◆ **EXERCISE PROMPT**
Print each entry word for word without images.

Stored data entries
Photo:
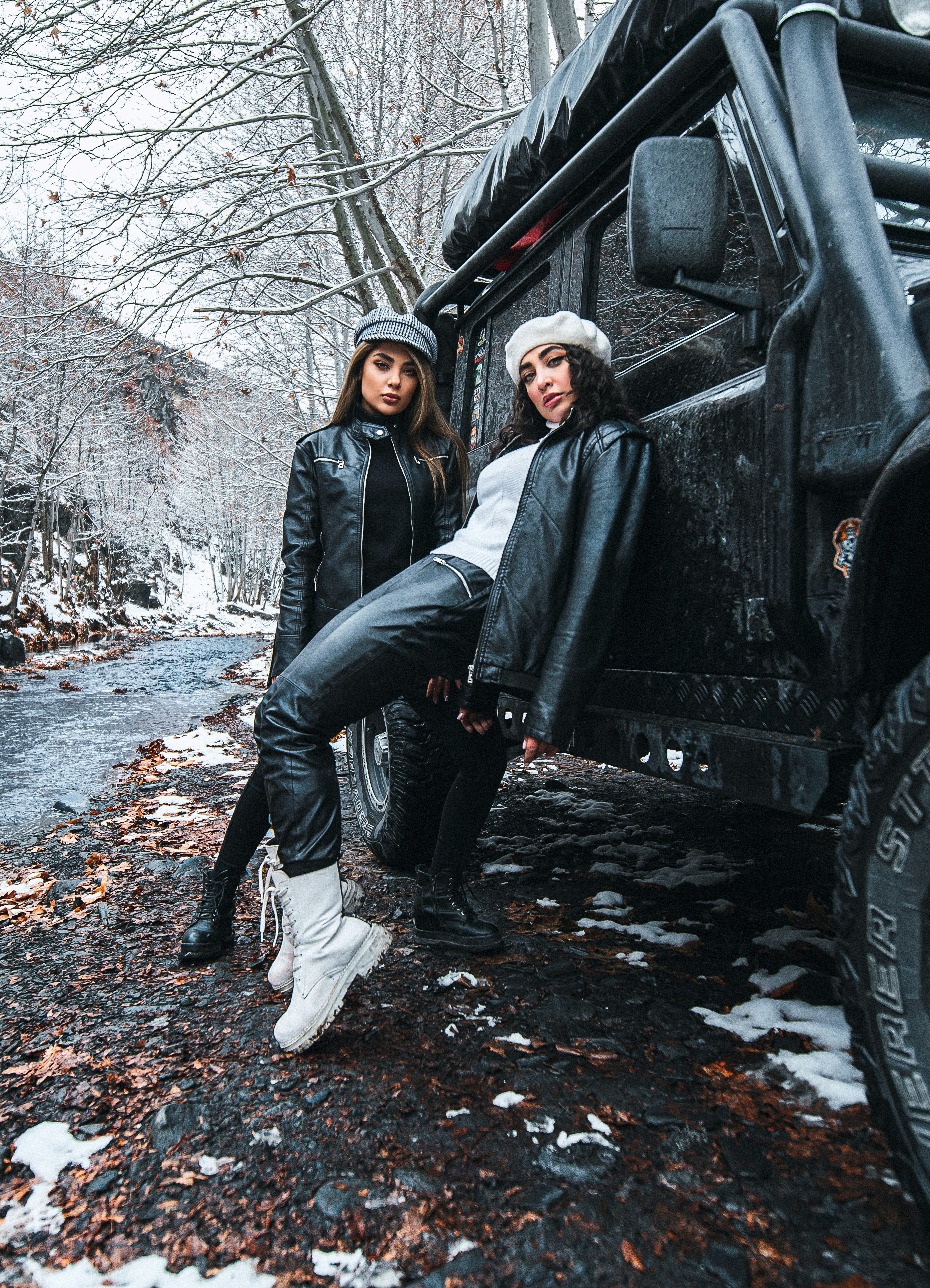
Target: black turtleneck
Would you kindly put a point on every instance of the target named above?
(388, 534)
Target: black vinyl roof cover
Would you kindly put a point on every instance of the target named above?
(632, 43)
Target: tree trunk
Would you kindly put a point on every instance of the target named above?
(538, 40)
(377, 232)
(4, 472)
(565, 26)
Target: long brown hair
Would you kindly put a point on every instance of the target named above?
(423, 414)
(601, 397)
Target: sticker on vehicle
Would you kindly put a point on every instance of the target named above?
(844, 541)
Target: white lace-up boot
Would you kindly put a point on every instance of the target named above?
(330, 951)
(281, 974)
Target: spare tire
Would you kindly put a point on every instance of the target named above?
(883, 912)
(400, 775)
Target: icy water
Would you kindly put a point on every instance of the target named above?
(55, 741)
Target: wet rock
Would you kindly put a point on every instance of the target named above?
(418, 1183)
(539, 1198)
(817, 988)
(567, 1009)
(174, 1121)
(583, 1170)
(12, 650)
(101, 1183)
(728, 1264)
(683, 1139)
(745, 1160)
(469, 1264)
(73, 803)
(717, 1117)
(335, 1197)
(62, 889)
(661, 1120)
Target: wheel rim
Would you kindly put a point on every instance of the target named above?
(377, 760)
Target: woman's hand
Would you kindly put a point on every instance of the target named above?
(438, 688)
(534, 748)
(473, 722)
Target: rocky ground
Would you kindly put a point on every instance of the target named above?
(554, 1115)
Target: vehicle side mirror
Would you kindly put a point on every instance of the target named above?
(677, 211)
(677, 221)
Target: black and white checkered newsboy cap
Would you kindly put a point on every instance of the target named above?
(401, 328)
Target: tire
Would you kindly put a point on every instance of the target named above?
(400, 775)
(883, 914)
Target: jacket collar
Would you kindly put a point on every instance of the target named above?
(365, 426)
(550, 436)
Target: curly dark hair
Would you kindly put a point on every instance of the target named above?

◆ **SOLUTION TO THE PROBLEM**
Photo:
Target: black turtleneck
Would you kindly put a point on every instance of the target named above?
(388, 534)
Target: black vinyl roof cover
Would you kindly put a point on every instance of the target named above?
(632, 43)
Target: tree trunk
Would you kindly put a point on every instance of the target named above?
(538, 40)
(377, 232)
(4, 472)
(565, 26)
Target: long brown hair
Would you kindly put a point on every instance of the target named above?
(423, 414)
(601, 397)
Target: sticker on vehicle
Would you kindly put a point on every instance of the target named above?
(844, 541)
Target: white lace-up boot
Would you kindly put a point on every instance of the target named above?
(330, 951)
(281, 974)
Target: spare tire
Would you kindly put a point on every instance of the target named above?
(883, 912)
(400, 775)
Target: icy water
Would you kindly put a point on every instance of the target named above?
(55, 741)
Target: wet rock
Would you kindly put a point on every instance of the target named above?
(418, 1183)
(539, 1198)
(817, 988)
(567, 1009)
(174, 1121)
(583, 1170)
(12, 650)
(101, 1183)
(728, 1264)
(683, 1139)
(745, 1160)
(469, 1264)
(73, 803)
(717, 1117)
(335, 1197)
(62, 889)
(661, 1120)
Target: wheel rim
Would you kindly put a point on every instance of the target named above?
(377, 760)
Target: woman's hand
Would you kindly put a point on every instance of the target named above?
(438, 688)
(534, 748)
(473, 722)
Target: rocky ground
Would you kindly put a point on every instance of the target named above?
(554, 1115)
Target: vehicle side mirror
Would you kindly put a point on every instance of the target named above?
(677, 211)
(677, 221)
Target: black and white checkered newsboy cap
Would you kindly put a point on every instance of the target named above?
(401, 328)
Target: tire
Would you kindly put a point on every instance of the target named above?
(400, 775)
(883, 914)
Target: jacket collar
Would you kindly put a point on every instance of the target named above?
(365, 426)
(550, 436)
Target: curly dark hair
Would you kindly put a point on every instance of the target named above?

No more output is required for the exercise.